* Directive 1
Does each statement agree with the passage on organic pores? Answer yes or no for each, quoting the deciding words of the passage. (a) Brightly fluorescing alginites occur in the samples richest in organic matter. (b) TEM-visible pores are developed within the organic matter stringers from other intervals in well 2. (c) The Figure 13 sample was taken from the B-chalk interval of well 1.
* Directive 2
What oil saturation index does the passage on organic pores give for the organic matter stringers in Figure 13?
* Directive 3
From the passage on organic pores, copy the section from "Figure 13. Transmission" to "total organic carbon)." word for word.
=== Text to read ===
It is noteworthy that brightly fluorescing alginites (Figure 3E) occur in the samples that are richest in OM (6.89–10.30 wt. % TOC) (Tables S1 and S2, supplementary material available as AAPG Datashare 111 at www.aapg.org/datashare), have the highest HIs (Figures 5, 6), and are most aliphatic (Figures 7, 8). Because the OM in the B chalk is therefore compositionally distinct, it is to be expected that its response to thermal cracking might also be distinctive. Accordingly, the formation of organic pores in this OM is one such characteristic that can be expected to follow a different pattern. Indeed, the kerogen-like OM in these B-chalk marls is porous in contrast to those from other intervals in the least mature well 1. No TEM-visible (>2 nm) pores are developed within the OM stringers from other intervals in well 2 (Figure 13).
Figure 13. Transmission electron microscopy (TEM) images (high-angle annular dark-field [HAADF] mode; Z-contrast) of a focused ion beam foil extracted from sample G014887 from the A-marl interval of well 2. The rectangular marked areas in (A) are magnified as seen in (B) and (C), respectively. No TEM-visible (>2 nm) pores are developed within the organic matter stringers (52 wt. % carbonate; oil saturation index = 70 mg of hydrocarbons per gram of total organic carbon).
=== Dataset rows ===
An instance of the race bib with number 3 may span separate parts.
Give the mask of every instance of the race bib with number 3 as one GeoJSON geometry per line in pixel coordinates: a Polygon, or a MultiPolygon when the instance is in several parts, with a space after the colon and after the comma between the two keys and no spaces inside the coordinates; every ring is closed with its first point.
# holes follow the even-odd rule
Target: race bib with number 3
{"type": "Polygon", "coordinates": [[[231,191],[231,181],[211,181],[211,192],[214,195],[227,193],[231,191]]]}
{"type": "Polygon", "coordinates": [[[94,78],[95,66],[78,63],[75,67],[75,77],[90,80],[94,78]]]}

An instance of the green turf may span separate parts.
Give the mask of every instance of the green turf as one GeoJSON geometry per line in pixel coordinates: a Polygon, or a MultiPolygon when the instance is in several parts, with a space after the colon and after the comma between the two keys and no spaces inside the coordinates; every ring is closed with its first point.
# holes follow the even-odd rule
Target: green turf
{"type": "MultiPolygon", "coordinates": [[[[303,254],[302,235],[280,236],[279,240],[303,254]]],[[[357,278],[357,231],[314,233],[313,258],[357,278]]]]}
===
* Response 1
(a) Yes: "brightly fluorescing alginites (Figure 3E) occur in the samples that are richest in OM"
(b) No: "No TEM-visible (>2 nm) pores are developed within the OM stringers from other intervals in well 2"
(c) No: "extracted from sample G014887 from the A-marl interval of well 2"

* Response 2
70 mg of hydrocarbons per gram of total organic carbon.

* Response 3
Figure 13. Transmission electron microscopy (TEM) images (high-angle annular dark-field [HAADF] mode; Z-contrast) of a focused ion beam foil extracted from sample G014887 from the A-marl interval of well 2. The rectangular marked areas in (A) are magnified as seen in (B) and (C), respectively. No TEM-visible (>2 nm) pores are developed within the organic matter stringers (52 wt. % carbonate; oil saturation index = 70 mg of hydrocarbons per gram of total organic carbon).